* **Record set**
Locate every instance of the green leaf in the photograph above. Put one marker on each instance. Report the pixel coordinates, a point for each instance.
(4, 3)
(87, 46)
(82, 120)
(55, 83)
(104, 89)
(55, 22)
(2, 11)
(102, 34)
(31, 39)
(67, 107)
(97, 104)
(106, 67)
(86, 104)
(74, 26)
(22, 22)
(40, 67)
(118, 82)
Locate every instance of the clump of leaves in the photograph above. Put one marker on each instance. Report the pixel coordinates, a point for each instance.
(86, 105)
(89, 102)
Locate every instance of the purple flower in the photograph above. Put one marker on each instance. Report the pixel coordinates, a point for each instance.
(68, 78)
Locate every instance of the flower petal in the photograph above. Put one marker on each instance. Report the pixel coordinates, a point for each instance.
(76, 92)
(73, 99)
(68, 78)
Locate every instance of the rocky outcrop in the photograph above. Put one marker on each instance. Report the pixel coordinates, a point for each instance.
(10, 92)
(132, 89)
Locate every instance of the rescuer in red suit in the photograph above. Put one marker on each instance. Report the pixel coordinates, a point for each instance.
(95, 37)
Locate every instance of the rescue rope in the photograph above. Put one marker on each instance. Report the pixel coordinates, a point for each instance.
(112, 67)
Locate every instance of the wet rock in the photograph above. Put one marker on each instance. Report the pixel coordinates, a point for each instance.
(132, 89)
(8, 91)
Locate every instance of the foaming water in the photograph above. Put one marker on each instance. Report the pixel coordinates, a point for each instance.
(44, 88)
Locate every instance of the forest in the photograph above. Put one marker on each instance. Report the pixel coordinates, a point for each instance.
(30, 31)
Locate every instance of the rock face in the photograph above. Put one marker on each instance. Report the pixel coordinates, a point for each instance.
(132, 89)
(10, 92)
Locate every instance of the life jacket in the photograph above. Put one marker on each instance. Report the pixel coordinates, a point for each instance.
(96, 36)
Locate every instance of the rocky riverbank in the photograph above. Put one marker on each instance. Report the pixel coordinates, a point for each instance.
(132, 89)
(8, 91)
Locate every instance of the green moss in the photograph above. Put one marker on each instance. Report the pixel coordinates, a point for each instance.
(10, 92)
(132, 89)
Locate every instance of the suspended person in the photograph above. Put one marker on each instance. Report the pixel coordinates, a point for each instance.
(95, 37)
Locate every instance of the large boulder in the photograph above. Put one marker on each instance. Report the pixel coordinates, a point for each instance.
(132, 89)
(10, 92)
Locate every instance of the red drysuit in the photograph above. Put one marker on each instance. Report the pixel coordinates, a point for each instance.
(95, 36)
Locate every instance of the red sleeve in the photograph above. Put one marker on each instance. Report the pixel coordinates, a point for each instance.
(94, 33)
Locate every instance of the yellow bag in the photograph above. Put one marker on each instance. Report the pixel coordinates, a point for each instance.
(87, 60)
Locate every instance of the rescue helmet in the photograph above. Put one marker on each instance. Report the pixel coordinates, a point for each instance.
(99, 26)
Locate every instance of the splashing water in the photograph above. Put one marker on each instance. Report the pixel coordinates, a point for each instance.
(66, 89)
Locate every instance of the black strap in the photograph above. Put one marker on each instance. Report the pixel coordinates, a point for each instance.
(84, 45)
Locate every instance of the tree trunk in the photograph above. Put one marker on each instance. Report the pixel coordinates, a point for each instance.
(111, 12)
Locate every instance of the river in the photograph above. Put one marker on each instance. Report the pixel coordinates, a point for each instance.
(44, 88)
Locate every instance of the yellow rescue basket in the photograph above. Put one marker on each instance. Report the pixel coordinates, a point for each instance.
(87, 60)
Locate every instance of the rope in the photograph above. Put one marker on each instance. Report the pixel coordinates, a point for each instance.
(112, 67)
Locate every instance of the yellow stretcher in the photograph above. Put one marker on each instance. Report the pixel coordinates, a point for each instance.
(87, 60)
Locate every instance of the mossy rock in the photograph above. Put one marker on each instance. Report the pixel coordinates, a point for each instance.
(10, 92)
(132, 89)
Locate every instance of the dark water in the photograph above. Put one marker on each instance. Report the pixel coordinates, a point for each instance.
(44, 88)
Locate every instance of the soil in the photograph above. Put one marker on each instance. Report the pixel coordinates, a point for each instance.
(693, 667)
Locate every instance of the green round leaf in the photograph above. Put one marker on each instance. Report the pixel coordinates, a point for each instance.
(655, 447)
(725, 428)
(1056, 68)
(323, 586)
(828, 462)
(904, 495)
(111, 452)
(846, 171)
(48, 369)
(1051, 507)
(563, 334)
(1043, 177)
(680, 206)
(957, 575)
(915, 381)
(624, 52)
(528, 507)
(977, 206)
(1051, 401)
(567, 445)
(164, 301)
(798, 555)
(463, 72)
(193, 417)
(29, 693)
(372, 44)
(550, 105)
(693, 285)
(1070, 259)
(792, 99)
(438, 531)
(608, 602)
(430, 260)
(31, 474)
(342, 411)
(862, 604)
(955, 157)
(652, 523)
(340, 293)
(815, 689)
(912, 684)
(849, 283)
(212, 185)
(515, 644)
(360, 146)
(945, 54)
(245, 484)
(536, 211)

==

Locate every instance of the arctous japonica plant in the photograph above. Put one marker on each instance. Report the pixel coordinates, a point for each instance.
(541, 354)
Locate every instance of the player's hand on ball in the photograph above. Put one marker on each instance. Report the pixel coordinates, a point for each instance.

...

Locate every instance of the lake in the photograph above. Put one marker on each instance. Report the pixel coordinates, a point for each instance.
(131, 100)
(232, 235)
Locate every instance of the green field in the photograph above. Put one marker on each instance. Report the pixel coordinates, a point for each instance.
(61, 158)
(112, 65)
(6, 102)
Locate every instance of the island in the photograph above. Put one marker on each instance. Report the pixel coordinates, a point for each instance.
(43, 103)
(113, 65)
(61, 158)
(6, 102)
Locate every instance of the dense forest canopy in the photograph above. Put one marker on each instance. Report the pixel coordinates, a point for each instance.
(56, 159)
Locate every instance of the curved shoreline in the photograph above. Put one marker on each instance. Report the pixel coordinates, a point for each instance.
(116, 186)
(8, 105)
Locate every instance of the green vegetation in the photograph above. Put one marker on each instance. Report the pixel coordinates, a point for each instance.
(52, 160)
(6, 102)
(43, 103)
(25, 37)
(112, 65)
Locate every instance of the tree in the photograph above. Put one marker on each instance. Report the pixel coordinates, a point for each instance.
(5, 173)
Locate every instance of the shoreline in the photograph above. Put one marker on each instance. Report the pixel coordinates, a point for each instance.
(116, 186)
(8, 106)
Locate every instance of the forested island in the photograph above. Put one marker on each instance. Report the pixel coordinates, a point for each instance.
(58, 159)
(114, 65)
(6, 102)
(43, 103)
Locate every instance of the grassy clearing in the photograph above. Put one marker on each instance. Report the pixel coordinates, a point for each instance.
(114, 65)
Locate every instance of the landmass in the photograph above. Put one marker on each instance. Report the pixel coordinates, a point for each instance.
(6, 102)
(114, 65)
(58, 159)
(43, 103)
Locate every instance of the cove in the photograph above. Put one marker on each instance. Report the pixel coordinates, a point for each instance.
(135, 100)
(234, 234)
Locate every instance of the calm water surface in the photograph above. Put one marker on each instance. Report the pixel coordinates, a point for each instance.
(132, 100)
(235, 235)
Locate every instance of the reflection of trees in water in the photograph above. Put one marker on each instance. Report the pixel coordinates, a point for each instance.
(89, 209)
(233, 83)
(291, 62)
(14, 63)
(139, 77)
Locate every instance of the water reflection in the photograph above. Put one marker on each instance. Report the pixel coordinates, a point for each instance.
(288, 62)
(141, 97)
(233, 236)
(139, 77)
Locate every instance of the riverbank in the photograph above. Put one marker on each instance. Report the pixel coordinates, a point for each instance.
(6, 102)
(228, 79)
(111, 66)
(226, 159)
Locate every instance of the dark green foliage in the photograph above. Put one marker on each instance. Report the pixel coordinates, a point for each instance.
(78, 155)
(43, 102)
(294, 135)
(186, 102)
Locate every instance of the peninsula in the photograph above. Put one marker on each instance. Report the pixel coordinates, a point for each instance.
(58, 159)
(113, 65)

* **Work required**
Count the lines in the material above that contain the string "island" with matching case, and reply with that number alone.

* **Completed exercise**
2